Consigne 1: Remplacez « cabinet » par « gouvernement » dans le passage du débat parlementaire compris entre « Cette observation est » et « affaissement moral universel. », bornes incluses, puis recopiez ce passage.
Consigne 2: Dans le débat parlementaire, quelle colonie est citée comme une affaire menée avec trop d'irrésolution ?
Consigne 3: Prolongez le débat parlementaire en reprenant après la dernière phrase de M. Dedecker.

Extrait fourni:
# # # # #

En Belgique, surtout, nation jeune, nation essentiellement positive, il y a un danger réel dans ce calme plat des intelligences, dans cette prostration des forces morales du pays. Je voudrais que le gouvernement donnât plus d’air, plus de mouvement, plus de vie à nos générations entreprenantes et instruites ; je voudrais qu’il pût trouver quelque aliment nouveau à l’activité des esprits ; je voudrais qu’il jetât quelques rayons de poésie au milieu des tendances matérielles de l’époque ; je voudrais que quelque grand projet ou quelque belle idée, quelque large conception vînt opérer une diversion dans les esprits et nous tirer de l’ornière étroite dans laquelle nous marchons péniblement. A ce propos, parlerai-je d’une affaire dont il a été souvent question dans cette enceinte ? Je regrette, pour ma part, que l’affaire de la colonie de Guatemala ait été conduite avec trop d’irrésolution, avec une certaine maladresse qu’il ne faut pas dissimuler. Je crois qu’il y a au fond de cette affaire, conduite avec la prudence convenable, un coté utile pour la Belgique, non seulement au point de vue commercial et industriel, mais aussi au point de vue de la politique intérieure.
Cette observation est d’autant plus fondée que l’un des griefs articulés contre le cabinet, c’est de tendre à décourager le pays, à provoquer un affaissement moral universel.
M. Dumortier – Vous venez de le dire vous-même tout à l’heure.
M. Dedecker – Oh ! cet affaissement des intelligences, je suis loin de le nier, M. Dumortier ; j’admets avec vous jusqu’à un certain point l’existence de ce fait constaté d’ailleurs aussi chez les nations voisines ; mais permettez-moi de ne pas aller fouiller dans tous les détails de la petite politique pour expliquer ce fait. Permettez-moi, M. Dumortier d’aller avec vous à la recherche d’autres causes. Vous avez une intelligence et un cœur fait pour apprécier des causes d’un ordre moral supérieur. Je dis donc que, s’il y a découragement dans les intelligences, il serait d’un esprit étroit ou prévenu d’attribuer l’existence de ce mal à l’influence des hommes qui occupent le pouvoir. Ce malaise résulte de la propagation de toutes ces doctrines qui ne laissent que doutes dans les esprits, que ruines dans les âmes ; il résulte de l’abandon général des principes en dehors desquels il n’y a plus de vie pour les intelligences, plus de repos pour les cœurs ; il résulte du développement des passions politiques, jamais satisfaites et toujours insatiables, toujours impérieuses !

# # # # #

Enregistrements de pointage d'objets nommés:

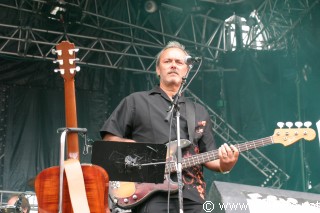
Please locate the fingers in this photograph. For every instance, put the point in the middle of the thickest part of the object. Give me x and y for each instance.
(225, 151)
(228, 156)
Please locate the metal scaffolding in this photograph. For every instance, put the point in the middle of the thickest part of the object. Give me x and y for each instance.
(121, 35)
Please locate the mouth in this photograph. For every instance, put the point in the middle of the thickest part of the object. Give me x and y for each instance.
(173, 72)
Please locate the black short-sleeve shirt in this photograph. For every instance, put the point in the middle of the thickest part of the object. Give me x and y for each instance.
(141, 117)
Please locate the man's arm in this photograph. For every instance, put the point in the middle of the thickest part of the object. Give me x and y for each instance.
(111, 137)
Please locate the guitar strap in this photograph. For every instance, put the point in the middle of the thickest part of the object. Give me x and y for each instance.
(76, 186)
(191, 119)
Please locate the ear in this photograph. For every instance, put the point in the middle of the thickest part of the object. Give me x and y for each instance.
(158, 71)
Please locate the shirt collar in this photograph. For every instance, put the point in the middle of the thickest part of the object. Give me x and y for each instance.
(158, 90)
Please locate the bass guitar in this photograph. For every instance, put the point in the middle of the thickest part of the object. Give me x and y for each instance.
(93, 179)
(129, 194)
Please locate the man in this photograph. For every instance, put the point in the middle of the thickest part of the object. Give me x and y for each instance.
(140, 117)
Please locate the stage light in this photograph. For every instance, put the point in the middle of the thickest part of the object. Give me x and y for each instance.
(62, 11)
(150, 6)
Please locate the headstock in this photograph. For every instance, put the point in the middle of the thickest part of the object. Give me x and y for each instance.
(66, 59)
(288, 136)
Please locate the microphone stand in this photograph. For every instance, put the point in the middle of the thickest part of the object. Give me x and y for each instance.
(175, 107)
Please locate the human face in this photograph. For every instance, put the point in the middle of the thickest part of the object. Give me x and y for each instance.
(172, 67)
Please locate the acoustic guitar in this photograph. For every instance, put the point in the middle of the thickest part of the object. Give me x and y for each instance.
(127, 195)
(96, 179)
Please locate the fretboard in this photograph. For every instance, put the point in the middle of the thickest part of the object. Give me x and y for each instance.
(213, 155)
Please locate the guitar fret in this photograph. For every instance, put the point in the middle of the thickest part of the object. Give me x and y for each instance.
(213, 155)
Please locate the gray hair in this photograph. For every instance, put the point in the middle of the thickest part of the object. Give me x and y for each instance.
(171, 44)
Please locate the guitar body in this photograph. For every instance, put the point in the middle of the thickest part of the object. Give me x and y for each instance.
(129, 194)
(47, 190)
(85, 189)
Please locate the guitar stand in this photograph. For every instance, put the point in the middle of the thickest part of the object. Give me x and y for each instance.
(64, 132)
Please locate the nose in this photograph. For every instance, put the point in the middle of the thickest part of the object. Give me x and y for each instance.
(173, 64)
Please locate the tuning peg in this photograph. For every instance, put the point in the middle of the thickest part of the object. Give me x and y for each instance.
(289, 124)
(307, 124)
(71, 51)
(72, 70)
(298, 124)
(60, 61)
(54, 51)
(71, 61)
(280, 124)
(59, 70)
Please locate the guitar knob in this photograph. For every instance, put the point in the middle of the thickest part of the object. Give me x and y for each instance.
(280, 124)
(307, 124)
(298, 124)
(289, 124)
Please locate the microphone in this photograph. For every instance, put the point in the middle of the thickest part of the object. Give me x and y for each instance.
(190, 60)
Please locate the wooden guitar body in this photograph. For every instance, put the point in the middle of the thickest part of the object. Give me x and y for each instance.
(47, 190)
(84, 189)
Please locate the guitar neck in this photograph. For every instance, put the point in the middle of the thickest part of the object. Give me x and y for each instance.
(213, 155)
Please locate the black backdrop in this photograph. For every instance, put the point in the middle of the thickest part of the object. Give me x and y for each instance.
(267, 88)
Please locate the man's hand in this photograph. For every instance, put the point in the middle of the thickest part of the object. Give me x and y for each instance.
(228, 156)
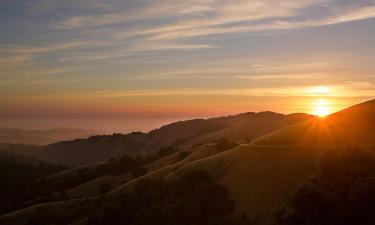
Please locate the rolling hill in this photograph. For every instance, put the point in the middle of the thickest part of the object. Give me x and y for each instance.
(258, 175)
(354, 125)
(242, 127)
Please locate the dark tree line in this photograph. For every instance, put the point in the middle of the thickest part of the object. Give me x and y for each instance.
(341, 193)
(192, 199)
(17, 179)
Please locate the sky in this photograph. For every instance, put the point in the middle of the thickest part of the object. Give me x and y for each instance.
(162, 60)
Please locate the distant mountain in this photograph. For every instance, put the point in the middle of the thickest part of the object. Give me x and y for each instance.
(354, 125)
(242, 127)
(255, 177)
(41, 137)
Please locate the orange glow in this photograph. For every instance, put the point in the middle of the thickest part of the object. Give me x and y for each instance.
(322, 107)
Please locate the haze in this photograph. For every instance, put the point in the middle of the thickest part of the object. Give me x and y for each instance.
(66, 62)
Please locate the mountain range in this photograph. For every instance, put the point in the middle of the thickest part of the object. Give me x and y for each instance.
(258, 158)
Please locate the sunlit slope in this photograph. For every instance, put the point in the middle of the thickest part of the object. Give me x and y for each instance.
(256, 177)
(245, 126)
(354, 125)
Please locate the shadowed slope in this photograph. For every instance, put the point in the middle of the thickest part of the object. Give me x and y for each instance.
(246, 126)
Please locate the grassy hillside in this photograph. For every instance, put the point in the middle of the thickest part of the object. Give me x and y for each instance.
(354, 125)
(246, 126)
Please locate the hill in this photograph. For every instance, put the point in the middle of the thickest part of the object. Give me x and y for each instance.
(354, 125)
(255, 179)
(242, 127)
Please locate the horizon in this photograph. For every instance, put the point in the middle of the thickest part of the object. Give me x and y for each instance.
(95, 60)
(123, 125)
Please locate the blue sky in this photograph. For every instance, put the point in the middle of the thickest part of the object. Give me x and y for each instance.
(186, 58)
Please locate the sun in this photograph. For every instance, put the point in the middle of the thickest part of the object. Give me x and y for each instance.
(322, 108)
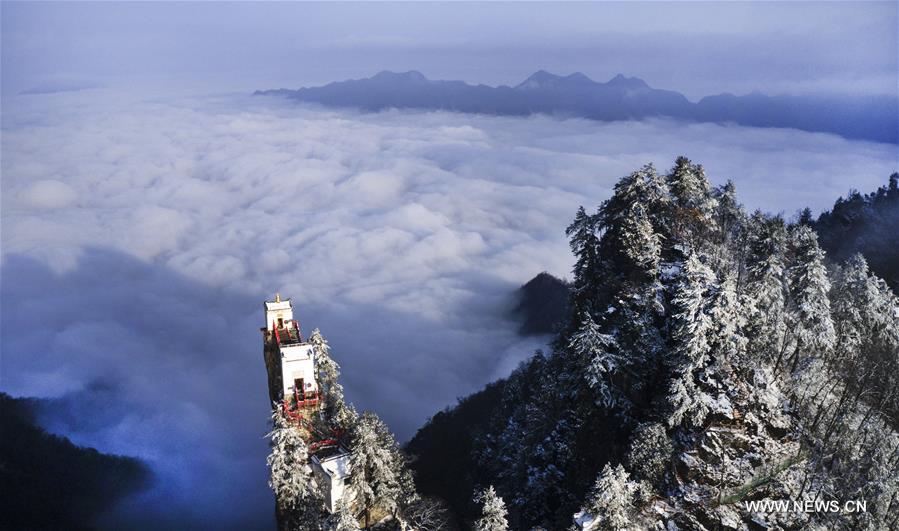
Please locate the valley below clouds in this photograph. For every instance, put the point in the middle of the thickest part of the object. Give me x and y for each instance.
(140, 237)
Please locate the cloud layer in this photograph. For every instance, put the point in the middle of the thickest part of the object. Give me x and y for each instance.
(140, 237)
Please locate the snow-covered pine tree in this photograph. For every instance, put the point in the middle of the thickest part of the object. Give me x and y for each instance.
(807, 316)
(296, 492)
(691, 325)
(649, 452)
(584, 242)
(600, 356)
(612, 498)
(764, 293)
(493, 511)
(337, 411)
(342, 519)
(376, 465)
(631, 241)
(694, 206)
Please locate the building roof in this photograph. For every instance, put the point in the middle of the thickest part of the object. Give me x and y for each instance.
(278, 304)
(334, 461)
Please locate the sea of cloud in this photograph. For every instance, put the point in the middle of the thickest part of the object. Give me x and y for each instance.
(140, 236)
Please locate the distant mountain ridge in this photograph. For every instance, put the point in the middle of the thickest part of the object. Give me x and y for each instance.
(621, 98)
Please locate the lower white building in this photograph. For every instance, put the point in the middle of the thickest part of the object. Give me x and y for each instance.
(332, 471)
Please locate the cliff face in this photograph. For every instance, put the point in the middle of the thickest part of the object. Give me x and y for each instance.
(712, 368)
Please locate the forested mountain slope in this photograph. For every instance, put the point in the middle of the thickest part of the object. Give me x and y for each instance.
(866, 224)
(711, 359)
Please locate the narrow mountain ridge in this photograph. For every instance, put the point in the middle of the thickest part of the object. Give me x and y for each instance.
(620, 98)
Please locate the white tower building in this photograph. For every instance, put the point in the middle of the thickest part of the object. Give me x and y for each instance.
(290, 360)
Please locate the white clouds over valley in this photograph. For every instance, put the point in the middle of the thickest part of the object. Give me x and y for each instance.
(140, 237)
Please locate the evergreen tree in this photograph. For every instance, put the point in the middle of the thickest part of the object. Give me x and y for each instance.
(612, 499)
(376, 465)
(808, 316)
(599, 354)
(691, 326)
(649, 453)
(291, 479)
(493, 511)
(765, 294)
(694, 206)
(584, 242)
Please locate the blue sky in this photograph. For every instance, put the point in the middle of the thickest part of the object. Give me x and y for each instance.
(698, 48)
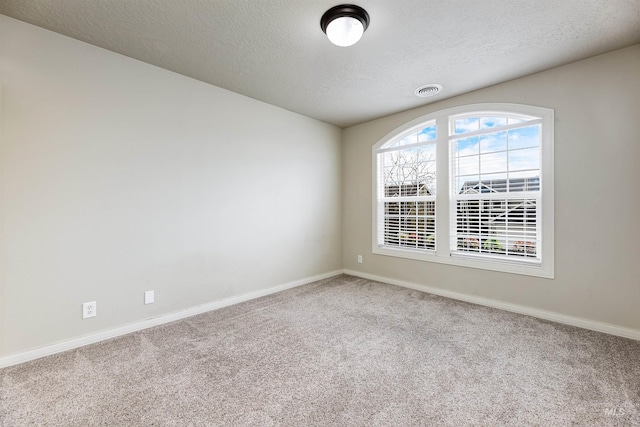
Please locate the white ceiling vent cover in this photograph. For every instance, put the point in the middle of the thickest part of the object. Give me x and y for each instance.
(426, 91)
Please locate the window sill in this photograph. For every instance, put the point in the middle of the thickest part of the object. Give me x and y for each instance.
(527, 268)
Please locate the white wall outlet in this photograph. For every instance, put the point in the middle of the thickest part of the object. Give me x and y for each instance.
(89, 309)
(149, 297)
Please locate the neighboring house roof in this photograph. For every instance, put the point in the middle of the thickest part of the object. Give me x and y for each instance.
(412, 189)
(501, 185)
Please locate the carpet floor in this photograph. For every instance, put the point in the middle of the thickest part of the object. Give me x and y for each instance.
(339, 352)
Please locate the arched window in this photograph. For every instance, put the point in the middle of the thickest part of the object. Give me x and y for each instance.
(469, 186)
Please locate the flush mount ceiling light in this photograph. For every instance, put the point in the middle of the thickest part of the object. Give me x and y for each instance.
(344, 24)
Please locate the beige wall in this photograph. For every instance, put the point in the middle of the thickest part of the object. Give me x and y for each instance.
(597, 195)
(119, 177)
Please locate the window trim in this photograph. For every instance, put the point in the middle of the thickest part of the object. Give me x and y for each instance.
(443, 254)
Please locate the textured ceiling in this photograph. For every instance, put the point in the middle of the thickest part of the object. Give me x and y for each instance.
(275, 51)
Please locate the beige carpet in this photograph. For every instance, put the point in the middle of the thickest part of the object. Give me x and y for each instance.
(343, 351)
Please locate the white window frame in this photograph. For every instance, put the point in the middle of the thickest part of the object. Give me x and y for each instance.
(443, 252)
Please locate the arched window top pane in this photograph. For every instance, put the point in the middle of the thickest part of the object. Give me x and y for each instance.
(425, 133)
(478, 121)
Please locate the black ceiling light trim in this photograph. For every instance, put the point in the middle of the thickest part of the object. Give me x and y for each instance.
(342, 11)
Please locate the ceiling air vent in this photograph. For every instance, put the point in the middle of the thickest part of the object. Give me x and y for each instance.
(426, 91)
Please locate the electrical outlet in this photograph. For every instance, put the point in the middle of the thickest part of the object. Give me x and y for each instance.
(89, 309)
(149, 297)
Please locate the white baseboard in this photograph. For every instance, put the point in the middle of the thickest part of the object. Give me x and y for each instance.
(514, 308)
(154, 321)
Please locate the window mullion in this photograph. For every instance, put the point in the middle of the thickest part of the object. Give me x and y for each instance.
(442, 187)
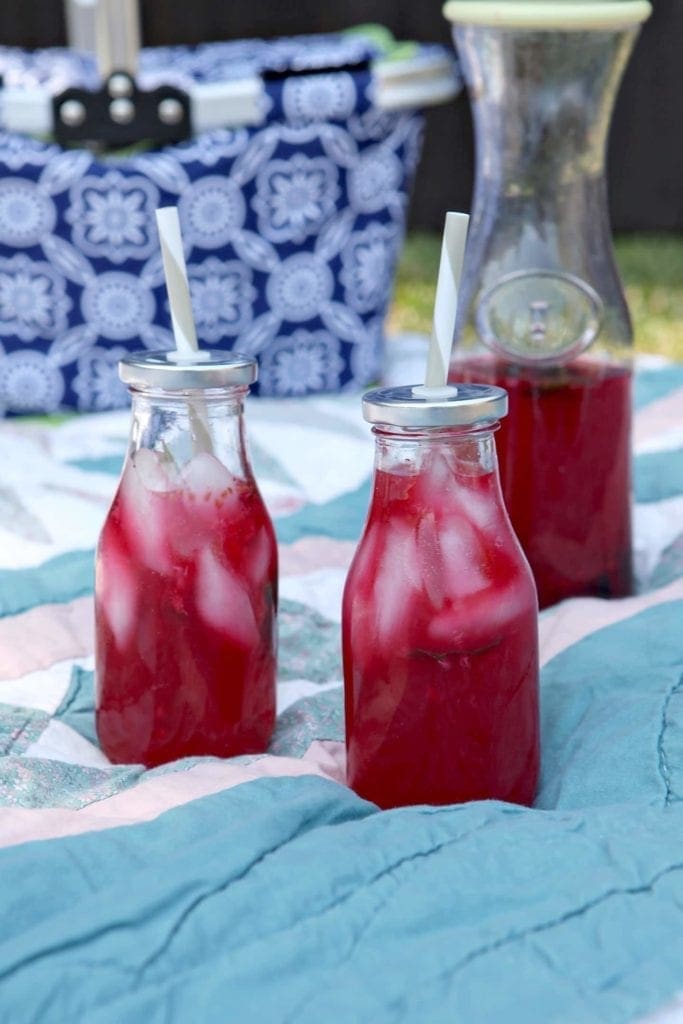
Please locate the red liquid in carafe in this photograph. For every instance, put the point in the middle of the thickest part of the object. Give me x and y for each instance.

# # # # #

Réponse attendue 1:
Cette observation est d’autant plus fondée que l’un des griefs articulés contre le gouvernement, c’est de tendre à décourager le pays, à provoquer un affaissement moral universel.

Réponse attendue 2: La colonie de Guatemala.

Réponse attendue 3:
La lutte organisée entre tant d’idées contraires, et d’intérêts opposés, la surexcitation de tant d’ambitions, l’accessibilité de toutes les positions sociales, tout cela a dû allumer bien des désirs, nourrir bien des espérances ; tout cela doit donc nécessairement amener de brusques désillusionnements, de cruels mécomptes, d’amères déceptions. Jetons les regards autour de nous, messieurs ; chacun ne se préoccupe plus que de ses droits ; personne ne songe à remplir ses devoirs ; tous se croient aptes à tout, aucun n’est content de sa position. On a ouvert un immense horion à toutes les ambitions, et du moment où ces ambitions ne sont pas toutes complètement assouvies, on s’en prend au gouvernement et à la société de l’inanité de ses espérances, de la perte de ses illusions !
Soyons donc justes, messieurs, cherchons les causes du mal là où elles sont, parce que se tromper sur les causes, c’est se tromper aussi sur les moyens qui peuvent faire disparaître le mal.
Des hauteurs de l’ordre moral, descendons à l’ordre matériel ; là aussi, on signale du découragement. Est-il bien réel ce découragement, et en tous cas est-on bien fondé à l’attribuer au ministère ? mais le ministère actuel n’a-t-il pas fait pour le commerce tout ce qui était possible dans les circonstances actuelles ? On ne peut faire tout le même jour, messieurs. Le ministère n’a-t-il pas établir des lignes de navigation régulière avec les principaux ports transatlantiques ? N’a-t-il pas organisé un système de consultats ? N’a-t-il pas adopté un nouveau système général de commerce et de navigation ? (page 638) Après cela, est-ce la faute du ministère s’il y a encore quelques parties du commerce qui souffrent ? est-ce la faute du ministère s’il n’a pas complètement à sa disposition tous les intérêts étrangers avec lesquels nous sommes obligés de transiger constamment ? est-ce la faute du ministère si le commerce n’a pas plus d’audace, n’a pas assez l’esprit d’entreprise pour établir des relations ? Est-ce la faute du ministère si nous ne trouvons pas, comme en Angleterre et en Allemagne, des jeunes gens appartenant aux principales familles commerçantes, qui s’expatrient pour quelques années, vont établir des comptoirs et créent des relations avec les pays étrangers ?
Et, quant à l’industrie, le ministère n’a-t-il pas fait tout ce qu’il a pu pour ses principales branches ?
M. d’Elhoungne – Je demande la parole.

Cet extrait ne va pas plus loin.